Find the line containing "# put a marker on the blue". Reproduce it and every line after it up to the end of the records, exactly as written.

START THE RECORDS

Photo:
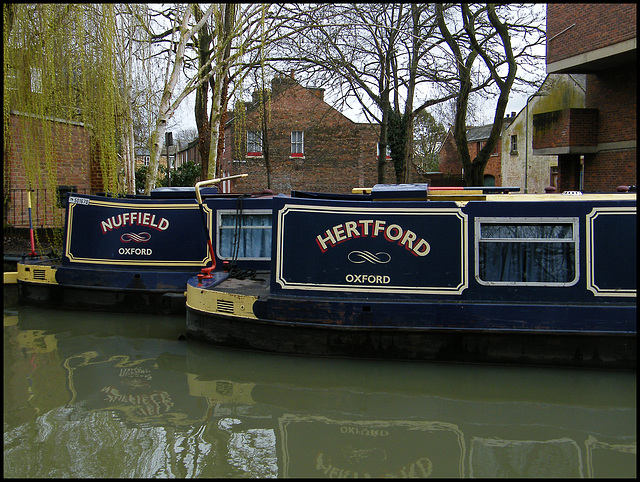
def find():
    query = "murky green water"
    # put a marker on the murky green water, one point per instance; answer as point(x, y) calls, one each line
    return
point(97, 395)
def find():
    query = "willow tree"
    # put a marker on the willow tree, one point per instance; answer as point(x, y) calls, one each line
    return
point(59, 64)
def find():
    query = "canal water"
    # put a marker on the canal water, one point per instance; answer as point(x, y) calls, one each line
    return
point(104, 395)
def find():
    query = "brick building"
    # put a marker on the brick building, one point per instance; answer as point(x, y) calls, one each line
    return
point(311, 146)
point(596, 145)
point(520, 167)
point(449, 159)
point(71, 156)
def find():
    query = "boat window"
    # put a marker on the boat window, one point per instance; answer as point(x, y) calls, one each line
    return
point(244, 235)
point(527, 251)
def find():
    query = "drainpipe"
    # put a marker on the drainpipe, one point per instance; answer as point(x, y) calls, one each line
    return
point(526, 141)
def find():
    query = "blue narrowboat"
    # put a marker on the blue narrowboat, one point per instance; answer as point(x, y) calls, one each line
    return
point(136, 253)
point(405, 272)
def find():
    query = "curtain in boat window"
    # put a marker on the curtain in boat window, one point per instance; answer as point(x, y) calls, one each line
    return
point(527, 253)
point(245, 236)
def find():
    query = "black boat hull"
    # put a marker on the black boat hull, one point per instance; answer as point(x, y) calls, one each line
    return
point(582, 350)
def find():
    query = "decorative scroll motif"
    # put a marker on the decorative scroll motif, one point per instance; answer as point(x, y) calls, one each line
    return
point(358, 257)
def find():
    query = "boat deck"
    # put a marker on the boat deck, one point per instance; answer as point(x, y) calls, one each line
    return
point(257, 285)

END THE RECORDS

* _SOLVED PROBLEM_
    # put a marker on the blue narrowboat, one point per instance; answer as point(x, y) calls, one each line
    return
point(136, 253)
point(405, 272)
def find():
    query = "curtain in boat window"
    # put a marker on the curtain in boat window, one point per instance; answer as point(x, y) calls, one each line
    return
point(527, 253)
point(245, 236)
def find():
    query = "black boat hull"
    # put a marker on the black boat hull, one point per instance; answer as point(x, y) calls, one each line
    return
point(582, 350)
def find():
    query = "decorative scroll motif"
    # put a marker on the decorative scroll motif, one point per instance; answer as point(x, y) calls, one each line
    return
point(358, 257)
def find():
    query = "boat deck"
    # put a marker on the boat deck, one point per instance; answer as point(x, y) calls, one each line
    return
point(257, 285)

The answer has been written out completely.